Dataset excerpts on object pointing
###
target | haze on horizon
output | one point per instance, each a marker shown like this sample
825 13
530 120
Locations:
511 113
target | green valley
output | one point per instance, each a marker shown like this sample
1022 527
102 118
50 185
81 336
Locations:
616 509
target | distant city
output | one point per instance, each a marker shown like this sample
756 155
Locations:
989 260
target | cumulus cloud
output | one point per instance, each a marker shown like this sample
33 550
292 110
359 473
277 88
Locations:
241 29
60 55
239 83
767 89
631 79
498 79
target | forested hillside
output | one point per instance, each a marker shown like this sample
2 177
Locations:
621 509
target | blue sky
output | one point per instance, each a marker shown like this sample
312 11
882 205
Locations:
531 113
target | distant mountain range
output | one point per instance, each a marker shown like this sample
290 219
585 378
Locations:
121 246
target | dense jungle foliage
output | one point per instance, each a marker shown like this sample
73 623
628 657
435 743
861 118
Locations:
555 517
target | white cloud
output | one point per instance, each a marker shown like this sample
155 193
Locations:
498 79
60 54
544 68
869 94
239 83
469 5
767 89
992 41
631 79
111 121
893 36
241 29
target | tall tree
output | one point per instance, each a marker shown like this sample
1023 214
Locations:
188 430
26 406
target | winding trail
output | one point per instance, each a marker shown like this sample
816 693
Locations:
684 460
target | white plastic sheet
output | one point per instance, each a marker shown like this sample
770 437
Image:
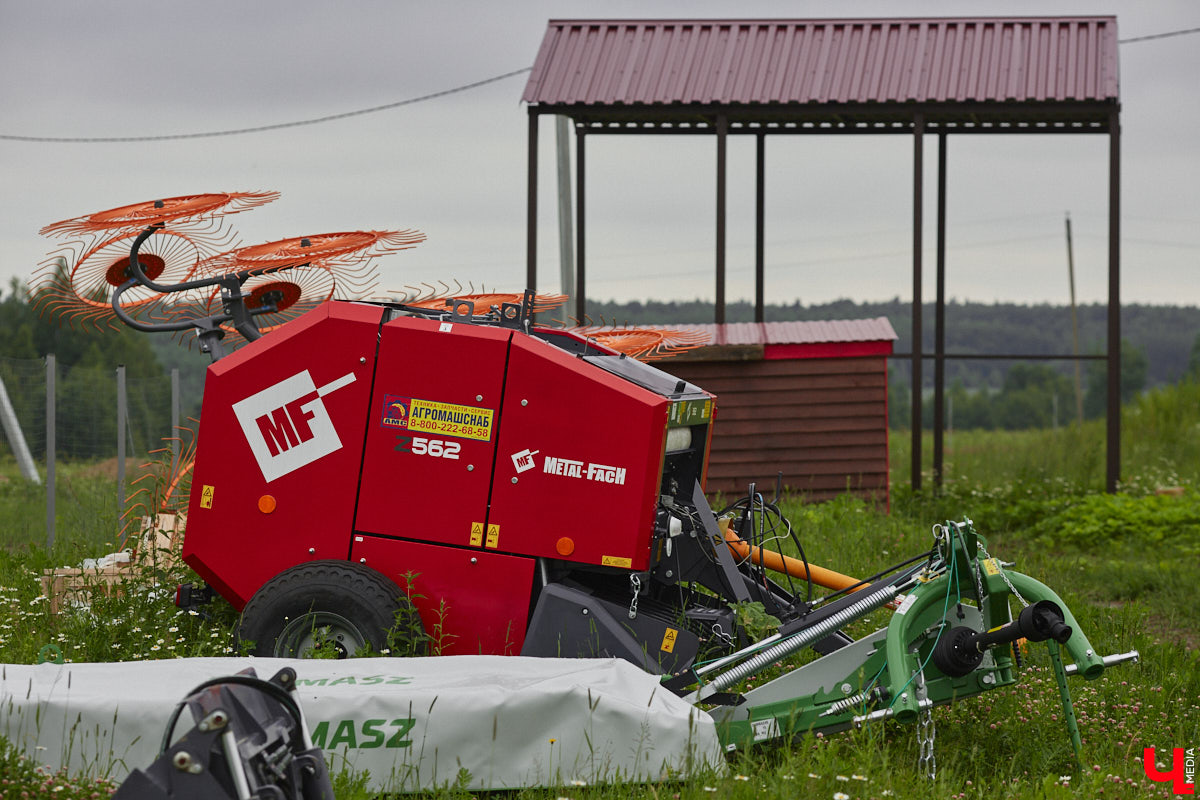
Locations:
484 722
###
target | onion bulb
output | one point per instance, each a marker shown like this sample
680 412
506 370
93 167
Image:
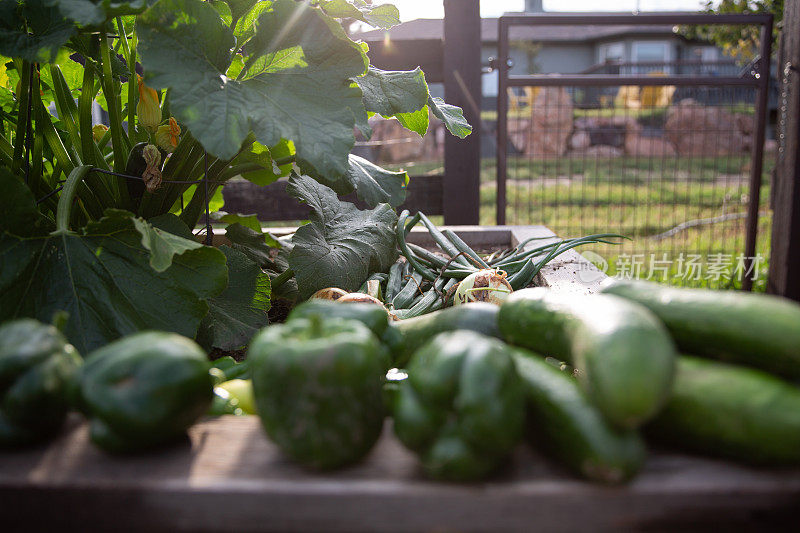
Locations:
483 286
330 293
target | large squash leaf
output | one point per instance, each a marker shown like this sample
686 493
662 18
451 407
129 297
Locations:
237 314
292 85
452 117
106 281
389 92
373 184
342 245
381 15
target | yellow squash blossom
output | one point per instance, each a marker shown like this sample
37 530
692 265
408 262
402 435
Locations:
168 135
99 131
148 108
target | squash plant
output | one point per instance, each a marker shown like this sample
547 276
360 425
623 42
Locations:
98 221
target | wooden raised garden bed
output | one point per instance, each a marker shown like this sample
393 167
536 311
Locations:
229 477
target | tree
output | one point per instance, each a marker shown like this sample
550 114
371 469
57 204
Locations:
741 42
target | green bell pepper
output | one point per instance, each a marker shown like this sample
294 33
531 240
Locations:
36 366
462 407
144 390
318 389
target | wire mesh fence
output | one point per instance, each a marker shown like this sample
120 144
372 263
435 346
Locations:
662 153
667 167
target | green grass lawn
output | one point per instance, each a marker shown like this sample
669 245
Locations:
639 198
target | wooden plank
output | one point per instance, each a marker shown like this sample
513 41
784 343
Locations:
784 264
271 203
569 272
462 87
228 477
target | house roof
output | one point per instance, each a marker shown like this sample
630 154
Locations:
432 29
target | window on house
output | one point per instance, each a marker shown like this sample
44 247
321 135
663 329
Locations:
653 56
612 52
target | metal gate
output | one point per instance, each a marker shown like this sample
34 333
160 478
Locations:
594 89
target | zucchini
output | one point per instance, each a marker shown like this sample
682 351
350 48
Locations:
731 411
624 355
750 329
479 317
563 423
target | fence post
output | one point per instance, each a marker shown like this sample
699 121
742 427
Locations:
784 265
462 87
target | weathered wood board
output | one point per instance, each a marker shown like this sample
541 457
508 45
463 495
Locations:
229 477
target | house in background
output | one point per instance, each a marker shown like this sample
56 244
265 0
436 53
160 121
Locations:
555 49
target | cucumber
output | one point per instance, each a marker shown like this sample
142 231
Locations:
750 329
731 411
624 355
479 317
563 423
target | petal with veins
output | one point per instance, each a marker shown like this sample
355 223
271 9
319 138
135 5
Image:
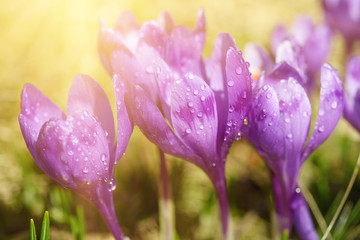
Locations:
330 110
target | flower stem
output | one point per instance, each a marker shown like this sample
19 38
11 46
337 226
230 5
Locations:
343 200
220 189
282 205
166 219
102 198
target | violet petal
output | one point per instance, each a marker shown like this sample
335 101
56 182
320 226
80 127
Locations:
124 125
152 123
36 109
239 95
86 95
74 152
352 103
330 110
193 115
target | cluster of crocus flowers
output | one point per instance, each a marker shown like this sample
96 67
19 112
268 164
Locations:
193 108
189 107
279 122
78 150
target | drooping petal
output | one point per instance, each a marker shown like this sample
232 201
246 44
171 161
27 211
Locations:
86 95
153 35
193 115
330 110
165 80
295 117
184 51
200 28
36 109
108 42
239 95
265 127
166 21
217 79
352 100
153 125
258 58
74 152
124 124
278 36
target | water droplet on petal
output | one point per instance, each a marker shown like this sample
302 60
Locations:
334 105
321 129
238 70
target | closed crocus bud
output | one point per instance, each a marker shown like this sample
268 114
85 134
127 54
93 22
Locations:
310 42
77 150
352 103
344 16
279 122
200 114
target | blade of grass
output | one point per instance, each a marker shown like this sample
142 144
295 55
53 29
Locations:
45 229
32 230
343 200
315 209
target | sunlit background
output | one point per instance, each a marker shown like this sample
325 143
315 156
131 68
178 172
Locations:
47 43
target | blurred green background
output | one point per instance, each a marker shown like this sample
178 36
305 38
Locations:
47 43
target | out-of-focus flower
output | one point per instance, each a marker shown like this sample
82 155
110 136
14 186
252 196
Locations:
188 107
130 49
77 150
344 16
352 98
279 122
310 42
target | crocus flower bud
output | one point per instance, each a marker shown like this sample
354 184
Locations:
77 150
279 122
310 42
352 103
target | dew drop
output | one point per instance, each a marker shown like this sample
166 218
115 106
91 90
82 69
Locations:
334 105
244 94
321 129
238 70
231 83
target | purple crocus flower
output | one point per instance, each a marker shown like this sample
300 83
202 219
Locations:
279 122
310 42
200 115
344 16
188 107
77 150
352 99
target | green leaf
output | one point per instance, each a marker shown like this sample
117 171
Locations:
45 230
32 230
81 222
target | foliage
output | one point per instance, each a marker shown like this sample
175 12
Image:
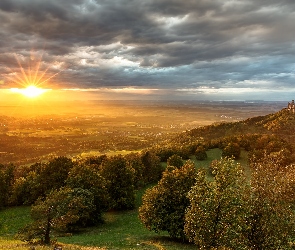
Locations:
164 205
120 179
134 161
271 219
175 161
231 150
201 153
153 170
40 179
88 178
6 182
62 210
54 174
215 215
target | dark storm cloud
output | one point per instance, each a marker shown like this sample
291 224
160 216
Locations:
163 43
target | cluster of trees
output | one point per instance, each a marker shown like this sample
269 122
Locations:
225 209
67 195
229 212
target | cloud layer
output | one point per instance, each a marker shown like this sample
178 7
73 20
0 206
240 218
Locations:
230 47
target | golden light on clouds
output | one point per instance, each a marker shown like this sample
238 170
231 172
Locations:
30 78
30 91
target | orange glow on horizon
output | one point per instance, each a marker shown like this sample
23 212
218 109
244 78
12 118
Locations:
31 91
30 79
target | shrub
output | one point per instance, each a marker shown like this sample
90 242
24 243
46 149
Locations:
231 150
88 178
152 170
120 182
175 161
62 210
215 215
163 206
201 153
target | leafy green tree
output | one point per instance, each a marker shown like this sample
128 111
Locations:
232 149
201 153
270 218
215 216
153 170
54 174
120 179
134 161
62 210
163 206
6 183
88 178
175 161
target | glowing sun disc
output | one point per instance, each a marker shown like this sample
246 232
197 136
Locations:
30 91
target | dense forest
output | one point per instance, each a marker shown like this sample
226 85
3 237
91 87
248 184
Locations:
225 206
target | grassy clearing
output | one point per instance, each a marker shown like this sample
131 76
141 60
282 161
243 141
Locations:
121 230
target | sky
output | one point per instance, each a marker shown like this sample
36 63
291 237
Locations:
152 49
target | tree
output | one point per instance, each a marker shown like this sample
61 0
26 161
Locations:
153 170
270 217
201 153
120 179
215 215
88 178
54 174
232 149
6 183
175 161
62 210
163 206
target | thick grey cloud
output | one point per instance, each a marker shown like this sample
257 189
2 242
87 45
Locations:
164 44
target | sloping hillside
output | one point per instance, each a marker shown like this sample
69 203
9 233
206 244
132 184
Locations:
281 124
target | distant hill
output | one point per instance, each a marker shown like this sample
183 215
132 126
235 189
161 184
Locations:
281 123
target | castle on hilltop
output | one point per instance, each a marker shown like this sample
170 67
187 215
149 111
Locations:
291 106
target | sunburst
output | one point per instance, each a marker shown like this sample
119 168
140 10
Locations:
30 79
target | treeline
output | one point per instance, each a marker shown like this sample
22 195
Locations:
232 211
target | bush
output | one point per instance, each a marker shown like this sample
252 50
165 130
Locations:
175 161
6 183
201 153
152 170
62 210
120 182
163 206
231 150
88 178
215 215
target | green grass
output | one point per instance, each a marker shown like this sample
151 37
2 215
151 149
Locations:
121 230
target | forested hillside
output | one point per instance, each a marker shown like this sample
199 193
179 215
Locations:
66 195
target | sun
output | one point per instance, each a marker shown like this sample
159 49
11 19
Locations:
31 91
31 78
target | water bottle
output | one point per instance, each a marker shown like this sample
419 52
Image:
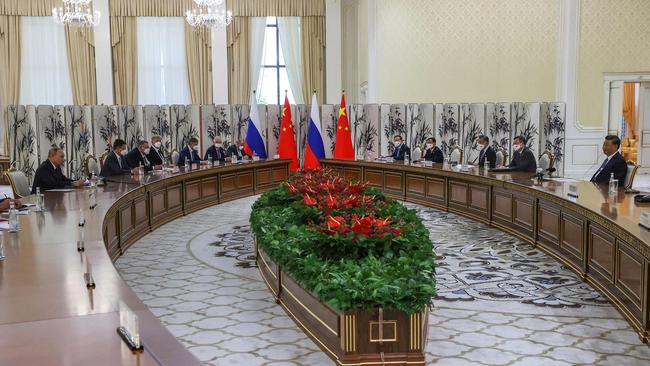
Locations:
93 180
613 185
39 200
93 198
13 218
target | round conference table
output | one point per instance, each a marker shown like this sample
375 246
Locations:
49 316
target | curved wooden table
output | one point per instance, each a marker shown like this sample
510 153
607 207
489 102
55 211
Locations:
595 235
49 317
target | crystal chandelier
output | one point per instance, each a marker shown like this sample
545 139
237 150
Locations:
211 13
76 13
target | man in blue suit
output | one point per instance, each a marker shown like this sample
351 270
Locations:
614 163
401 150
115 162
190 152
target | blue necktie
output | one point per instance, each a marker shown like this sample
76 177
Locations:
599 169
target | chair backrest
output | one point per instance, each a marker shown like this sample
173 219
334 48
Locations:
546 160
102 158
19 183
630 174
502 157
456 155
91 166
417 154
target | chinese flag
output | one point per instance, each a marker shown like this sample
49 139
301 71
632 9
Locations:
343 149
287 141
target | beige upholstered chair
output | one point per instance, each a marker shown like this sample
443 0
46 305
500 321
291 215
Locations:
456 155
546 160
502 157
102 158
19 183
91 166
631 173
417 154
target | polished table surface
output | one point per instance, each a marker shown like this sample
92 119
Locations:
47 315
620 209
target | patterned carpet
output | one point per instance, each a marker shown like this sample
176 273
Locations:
###
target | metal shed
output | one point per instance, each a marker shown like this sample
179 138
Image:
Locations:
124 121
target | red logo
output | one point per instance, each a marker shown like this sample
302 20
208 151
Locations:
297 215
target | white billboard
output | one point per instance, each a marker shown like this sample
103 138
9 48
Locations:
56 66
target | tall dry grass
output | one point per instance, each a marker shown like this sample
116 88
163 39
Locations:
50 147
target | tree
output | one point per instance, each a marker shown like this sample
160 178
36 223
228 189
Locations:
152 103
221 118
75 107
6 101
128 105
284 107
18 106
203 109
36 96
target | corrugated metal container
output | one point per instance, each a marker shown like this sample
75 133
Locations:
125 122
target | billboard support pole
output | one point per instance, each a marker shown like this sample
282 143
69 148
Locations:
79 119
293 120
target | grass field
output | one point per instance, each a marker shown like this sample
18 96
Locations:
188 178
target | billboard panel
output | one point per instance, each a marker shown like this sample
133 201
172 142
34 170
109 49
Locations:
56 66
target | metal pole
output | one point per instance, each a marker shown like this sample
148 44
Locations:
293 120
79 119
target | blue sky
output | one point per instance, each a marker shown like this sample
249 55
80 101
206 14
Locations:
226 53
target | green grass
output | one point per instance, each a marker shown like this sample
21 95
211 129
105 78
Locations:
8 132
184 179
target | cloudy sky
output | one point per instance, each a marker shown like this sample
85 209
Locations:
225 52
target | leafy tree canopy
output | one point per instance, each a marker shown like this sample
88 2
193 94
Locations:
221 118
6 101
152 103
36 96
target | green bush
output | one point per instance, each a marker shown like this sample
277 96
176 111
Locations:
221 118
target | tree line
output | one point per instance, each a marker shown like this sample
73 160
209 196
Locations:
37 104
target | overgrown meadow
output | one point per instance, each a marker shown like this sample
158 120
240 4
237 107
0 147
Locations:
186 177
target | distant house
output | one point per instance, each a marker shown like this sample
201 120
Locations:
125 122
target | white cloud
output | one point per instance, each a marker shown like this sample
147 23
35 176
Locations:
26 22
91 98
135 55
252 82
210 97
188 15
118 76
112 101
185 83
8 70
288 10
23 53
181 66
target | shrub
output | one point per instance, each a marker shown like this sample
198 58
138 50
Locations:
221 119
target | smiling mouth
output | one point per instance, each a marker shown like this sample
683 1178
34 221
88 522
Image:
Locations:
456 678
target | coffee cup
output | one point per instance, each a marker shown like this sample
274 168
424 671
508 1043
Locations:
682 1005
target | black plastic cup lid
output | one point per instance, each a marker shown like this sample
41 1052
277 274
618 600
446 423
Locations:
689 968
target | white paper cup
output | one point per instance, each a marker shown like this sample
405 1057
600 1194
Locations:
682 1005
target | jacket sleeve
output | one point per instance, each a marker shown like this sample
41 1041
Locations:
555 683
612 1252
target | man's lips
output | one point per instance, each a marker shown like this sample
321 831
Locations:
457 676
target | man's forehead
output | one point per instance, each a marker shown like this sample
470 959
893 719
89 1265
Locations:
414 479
###
■ WHAT YOU HAVE TO DO
Count the lines of the records that contain the word "tall". Give only the number.

■ CORRECT RESPONSE
2